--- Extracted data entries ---
· · · · · · ·

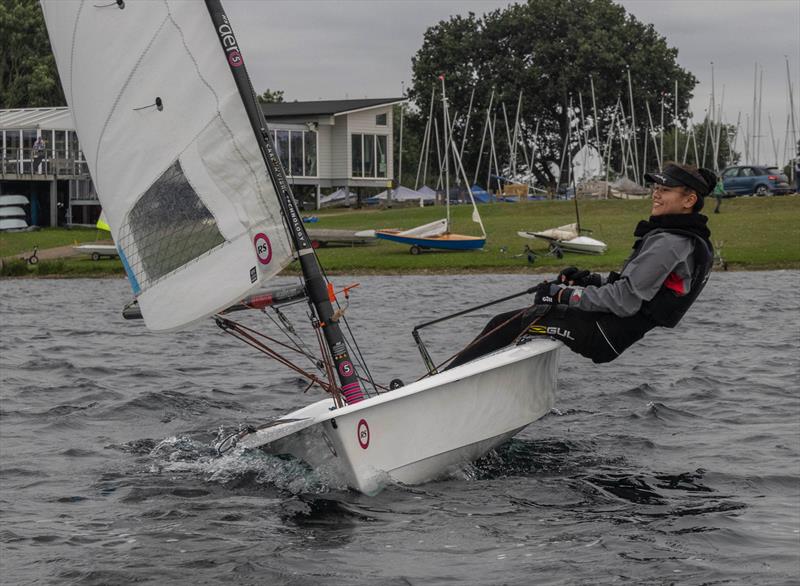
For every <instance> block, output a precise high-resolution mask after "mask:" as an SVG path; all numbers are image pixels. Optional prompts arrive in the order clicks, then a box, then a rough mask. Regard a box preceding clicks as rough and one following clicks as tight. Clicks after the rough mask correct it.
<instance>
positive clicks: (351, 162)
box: [350, 134, 364, 177]
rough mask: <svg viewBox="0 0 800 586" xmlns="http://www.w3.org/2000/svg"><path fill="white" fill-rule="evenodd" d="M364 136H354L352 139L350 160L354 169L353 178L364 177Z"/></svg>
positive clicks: (362, 135)
mask: <svg viewBox="0 0 800 586" xmlns="http://www.w3.org/2000/svg"><path fill="white" fill-rule="evenodd" d="M363 138H364V136H363V135H362V134H354V135H353V136H351V137H350V144H351V149H350V160H351V168H352V172H351V174H352V176H353V177H363V176H364V169H363V167H362V164H363V152H364V145H363V144H362V140H363Z"/></svg>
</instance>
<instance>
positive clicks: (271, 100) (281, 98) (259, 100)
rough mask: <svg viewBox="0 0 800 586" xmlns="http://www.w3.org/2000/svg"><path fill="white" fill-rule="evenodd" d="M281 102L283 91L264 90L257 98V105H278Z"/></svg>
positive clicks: (266, 89) (270, 89)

· · · · · · ·

--- EXERCISE REQUIREMENTS ---
Rewrite these lines with every "positive clicks" changed to "foreground clicks", keeping everything else identical, and leave out the pictures.

--- SOLUTION BELOW ---
For every <instance> block, output a precise high-resolution mask after "mask:" as an SVG path; all numbers are image pixels. Optional prompts arrive in the order clicks, then a box, then a rough mask. Regard a box preceding clicks as rough and one following clicks as tight. Clicks after the rough mask correct it.
<instance>
foreground clicks: (351, 162)
box: [350, 134, 364, 177]
rough mask: <svg viewBox="0 0 800 586" xmlns="http://www.w3.org/2000/svg"><path fill="white" fill-rule="evenodd" d="M364 136H354L352 139L350 160L354 169L353 178L364 177Z"/></svg>
foreground clicks: (362, 135)
mask: <svg viewBox="0 0 800 586" xmlns="http://www.w3.org/2000/svg"><path fill="white" fill-rule="evenodd" d="M363 138H364V136H363V135H362V134H354V135H353V136H351V137H350V144H351V149H350V160H351V168H352V172H351V174H352V176H353V177H363V176H364V169H363V167H362V164H363V152H364V145H363V144H362V140H363Z"/></svg>
</instance>
<instance>
foreground clicks: (271, 100) (281, 98) (259, 100)
rough mask: <svg viewBox="0 0 800 586" xmlns="http://www.w3.org/2000/svg"><path fill="white" fill-rule="evenodd" d="M281 102L283 91L264 90L257 98V105H278Z"/></svg>
foreground clicks: (266, 89) (270, 89)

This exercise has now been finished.